Abstract

Constipation Predominant Irritable Bowel Syndrome and Functional Constipation Are Not Discrete Disorders: A Machine Learning Approach

Am J Gastroenterol. 2020 Aug 31. doi: 10.14309/ajg.0000000000000816. Online ahead of print.

James K Ruffle 1 2 3, Linda Tinkler 4, Christopher Emmett 4, Alexander C Ford 5, Parashkev Nachev 3, Qasim Aziz 1, Adam D Farmer 1 6, Yan Yiannakou 4

 
     

Author information

  • 1Centre for Neuroscience, Surgery and Trauma, Blizard Institute, Wingate Institute of Neurogastroenterology, Barts and the London School of Medicine & Dentistry, Queen Mary University of London, London, United Kingdom.
  • 2Department of Radiology, University College London Hospital NHS Foundation Trust, London, United Kingdom.
  • 3Institute of Neurology, UCL, London, United Kingdom.
  • 4Durham Bowel Dysfunction Service, University Hospital North Durham, County Durham and Darlington NHS Trust, Durham, United Kingdom.
  • 5Leeds Institute of Medical Research at St. James's, University of Leeds, Leeds, United Kingdom.
  • 6Department of Gastroenterology, University Hospitals Midlands NHS Trust, Stoke on Trent, Staffordshire, ST4 6QG, United Kingdom.

Abstract

Introduction: Chronic constipation is classified into 2 main syndromes, irritable bowel syndrome with constipation (IBS-C) and functional constipation (FC), on the assumption that they differ along multiple clinical characteristics and are plausibly of distinct pathophysiology. Our aim was to test this assumption by applying machine learning to a large prospective cohort of comprehensively phenotyped patients with constipation.

Methods: Demographics, validated symptom and quality of life questionnaires, clinical examination findings, stool transit, and diagnosis were collected in 768 patients with chronic constipation from a tertiary center. We used machine learning to compare the accuracy of diagnostic models for IBS-C and FC based on single differentiating features such as abdominal pain (a "unisymptomatic" model) vs multiple features encompassing a range of symptoms, examination findings and investigations (a "syndromic" model) to assess the grounds for the syndromic segregation of IBS-C and FC in a statistically formalized way.

> [Questions]
1 - Answer these questions from the constipation abstract:
(a) Which two syndromes is chronic constipation classified into?
(b) How many patients with chronic constipation were studied?
(c) At which hospital is the Durham Bowel Dysfunction Service based?
2 - Write the next part of the constipation abstract, picking up right after the last sentence of its Methods section.
The records that come next have no connection to the constipation abstract.

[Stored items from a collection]
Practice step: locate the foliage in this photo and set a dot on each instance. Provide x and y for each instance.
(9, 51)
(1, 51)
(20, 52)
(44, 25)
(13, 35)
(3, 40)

> [Activity answers]
1 -
(a) Irritable bowel syndrome with constipation (IBS-C) and functional constipation (FC).
(b) 768 patients.
(c) University Hospital North Durham.

2 -
Results: Unisymptomatic models of abdominal pain distinguished between IBS-C and FC cohorts near perfectly (area under the curve 0.97). Syndromic models did not significantly increase diagnostic accuracy (P > 0.15). Furthermore, syndromic models from which abdominal pain was omitted performed at chance-level (area under the curve 0.56). Statistical clustering of clinical characteristics showed no structure relatable to diagnosis, but a syndromic segregation of 18 features differentiating patients by impact of constipation on daily life.

Discussion: IBS-C and FC differ only about the presence of abdominal pain, arguably a self-fulfilling difference given that abdominal pain inherently distinguishes the 2 in current diagnostic criteria. This suggests that they are not distinct syndromes but a single syndrome varying along one clinical dimension. An alternative syndromic segregation is identified, which needs evaluation in community-based cohorts. These results have implications for patient recruitment into clinical trials, future disease classifications, and management guidelines.